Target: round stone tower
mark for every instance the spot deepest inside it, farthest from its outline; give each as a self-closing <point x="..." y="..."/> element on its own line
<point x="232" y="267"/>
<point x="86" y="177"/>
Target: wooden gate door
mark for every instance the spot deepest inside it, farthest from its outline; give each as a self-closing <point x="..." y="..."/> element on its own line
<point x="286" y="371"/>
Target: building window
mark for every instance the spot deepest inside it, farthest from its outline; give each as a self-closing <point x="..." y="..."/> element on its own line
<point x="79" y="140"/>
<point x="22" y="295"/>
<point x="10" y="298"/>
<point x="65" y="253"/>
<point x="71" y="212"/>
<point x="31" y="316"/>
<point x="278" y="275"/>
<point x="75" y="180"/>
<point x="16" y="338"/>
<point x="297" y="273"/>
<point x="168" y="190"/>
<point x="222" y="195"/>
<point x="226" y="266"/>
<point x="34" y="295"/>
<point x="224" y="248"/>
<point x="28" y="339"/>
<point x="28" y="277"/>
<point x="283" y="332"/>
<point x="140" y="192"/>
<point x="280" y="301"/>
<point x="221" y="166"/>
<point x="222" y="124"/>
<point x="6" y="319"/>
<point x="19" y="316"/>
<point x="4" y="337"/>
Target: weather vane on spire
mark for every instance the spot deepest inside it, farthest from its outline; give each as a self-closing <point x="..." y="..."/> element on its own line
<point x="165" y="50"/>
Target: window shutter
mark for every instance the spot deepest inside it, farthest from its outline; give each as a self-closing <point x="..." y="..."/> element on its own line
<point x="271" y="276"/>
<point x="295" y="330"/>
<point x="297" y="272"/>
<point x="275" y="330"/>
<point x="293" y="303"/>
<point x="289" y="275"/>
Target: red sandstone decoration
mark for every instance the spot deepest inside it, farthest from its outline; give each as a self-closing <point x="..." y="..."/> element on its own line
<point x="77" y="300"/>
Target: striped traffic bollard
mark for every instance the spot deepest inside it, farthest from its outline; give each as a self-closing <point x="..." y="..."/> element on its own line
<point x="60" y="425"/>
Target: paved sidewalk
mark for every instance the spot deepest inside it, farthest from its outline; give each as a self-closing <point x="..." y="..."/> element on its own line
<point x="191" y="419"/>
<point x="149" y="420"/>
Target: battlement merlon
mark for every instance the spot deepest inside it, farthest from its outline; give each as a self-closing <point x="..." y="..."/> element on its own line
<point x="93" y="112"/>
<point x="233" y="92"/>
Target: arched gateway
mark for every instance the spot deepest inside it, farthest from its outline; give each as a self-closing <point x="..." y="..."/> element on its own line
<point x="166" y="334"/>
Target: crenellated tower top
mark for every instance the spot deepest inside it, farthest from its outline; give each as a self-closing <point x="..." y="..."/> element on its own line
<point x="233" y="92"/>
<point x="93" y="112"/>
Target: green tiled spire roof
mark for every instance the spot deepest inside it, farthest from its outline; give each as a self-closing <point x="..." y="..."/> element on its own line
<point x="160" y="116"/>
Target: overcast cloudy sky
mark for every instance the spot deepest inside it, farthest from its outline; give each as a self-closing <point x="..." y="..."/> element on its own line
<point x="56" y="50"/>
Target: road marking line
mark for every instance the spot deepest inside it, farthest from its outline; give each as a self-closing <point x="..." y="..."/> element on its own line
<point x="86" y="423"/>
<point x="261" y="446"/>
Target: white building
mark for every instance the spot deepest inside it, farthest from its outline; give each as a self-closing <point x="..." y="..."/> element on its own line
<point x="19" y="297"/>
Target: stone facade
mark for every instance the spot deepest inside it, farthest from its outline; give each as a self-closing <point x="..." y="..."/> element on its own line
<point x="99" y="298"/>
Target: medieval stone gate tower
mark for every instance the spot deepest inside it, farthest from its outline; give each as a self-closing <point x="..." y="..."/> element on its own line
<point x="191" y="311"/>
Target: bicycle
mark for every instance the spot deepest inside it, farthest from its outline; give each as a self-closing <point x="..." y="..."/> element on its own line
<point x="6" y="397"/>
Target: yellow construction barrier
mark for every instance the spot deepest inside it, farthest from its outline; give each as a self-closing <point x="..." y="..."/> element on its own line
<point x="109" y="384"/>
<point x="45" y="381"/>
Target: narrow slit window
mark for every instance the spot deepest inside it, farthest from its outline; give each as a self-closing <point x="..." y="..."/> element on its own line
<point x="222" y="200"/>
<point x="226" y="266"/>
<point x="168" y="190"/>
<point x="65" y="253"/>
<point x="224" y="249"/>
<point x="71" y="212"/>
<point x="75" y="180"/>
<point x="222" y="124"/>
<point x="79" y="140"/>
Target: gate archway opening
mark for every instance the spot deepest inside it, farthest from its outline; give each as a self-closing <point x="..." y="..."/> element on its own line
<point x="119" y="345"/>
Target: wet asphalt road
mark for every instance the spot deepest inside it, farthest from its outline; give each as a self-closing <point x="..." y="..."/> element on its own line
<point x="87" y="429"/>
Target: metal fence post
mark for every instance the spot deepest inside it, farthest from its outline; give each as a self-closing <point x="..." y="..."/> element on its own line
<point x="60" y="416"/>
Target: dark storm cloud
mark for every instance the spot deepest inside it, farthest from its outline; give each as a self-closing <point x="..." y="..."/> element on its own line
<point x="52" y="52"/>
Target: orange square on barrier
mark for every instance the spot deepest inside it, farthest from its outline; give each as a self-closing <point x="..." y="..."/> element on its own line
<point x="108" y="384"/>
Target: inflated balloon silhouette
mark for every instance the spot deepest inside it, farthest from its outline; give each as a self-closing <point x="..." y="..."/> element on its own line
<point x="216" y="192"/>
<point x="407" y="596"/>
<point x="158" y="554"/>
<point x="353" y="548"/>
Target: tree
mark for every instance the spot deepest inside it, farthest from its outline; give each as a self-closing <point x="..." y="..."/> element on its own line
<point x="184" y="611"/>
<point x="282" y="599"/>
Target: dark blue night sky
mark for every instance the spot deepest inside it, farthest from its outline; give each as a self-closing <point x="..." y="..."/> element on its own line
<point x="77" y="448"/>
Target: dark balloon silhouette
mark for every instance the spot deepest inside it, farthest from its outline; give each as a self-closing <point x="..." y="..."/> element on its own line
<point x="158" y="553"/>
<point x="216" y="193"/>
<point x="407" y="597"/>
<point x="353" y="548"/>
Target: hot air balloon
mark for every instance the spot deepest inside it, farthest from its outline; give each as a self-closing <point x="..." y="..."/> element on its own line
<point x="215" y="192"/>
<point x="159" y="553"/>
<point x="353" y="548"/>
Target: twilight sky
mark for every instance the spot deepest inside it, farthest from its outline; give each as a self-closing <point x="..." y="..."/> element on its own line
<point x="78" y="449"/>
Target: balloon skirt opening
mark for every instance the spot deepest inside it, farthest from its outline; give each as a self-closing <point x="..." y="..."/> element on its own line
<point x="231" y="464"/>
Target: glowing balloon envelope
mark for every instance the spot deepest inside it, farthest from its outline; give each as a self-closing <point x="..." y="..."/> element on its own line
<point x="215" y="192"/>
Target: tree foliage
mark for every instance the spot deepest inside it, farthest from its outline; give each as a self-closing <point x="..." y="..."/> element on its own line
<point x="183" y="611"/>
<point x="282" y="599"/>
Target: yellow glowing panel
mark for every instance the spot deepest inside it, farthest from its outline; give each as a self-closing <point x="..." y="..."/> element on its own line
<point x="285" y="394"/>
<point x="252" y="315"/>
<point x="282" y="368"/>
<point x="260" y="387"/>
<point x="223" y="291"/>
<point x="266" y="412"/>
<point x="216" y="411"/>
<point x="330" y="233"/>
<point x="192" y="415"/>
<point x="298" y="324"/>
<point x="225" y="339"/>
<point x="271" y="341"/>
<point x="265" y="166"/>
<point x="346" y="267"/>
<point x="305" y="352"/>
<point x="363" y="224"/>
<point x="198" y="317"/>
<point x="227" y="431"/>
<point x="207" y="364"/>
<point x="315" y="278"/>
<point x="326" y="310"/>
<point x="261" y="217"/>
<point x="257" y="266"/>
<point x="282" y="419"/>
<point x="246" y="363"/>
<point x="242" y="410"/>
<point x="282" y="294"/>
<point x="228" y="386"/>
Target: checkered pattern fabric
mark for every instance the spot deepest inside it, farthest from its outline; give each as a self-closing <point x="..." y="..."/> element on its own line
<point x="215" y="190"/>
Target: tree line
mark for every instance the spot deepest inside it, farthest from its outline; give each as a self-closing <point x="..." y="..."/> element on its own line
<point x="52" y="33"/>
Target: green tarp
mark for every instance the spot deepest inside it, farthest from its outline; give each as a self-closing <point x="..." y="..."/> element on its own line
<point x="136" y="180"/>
━━━━━━━━━━━━━━━━━━━━
§ **Required task**
In the listing above, find the line containing "Target: checkered pattern fabric", then reproduce it and each line after it through the end, exactly and with nothing added.

§ **Full output**
Target: checkered pattern fabric
mark for every instance the spot deepest inside it, farthest from its outline; give each as a self-closing <point x="..." y="..."/> element on its own line
<point x="215" y="190"/>
Target: tree line
mark for every instance the spot deepest inside it, farthest from its outline; give each as a self-closing <point x="..." y="..."/> element on its own line
<point x="52" y="33"/>
Target: green tarp
mark for every instance the spot deepest inside it, farthest from its outline; give each as a self-closing <point x="..." y="..."/> element on its own line
<point x="136" y="180"/>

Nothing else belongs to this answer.